** Begin Provided entries **
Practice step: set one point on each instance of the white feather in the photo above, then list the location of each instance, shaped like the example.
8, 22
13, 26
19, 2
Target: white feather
** End Provided entries **
Format the lines of the records above as a JSON list of strings, with one string per line and any blank lines left out.

● **Written solution**
[
  "Practice step: set one point on each instance of the white feather in the photo above, then list the location of each instance, shaped like the example.",
  "8, 22",
  "13, 26",
  "19, 2",
  "Target: white feather"
]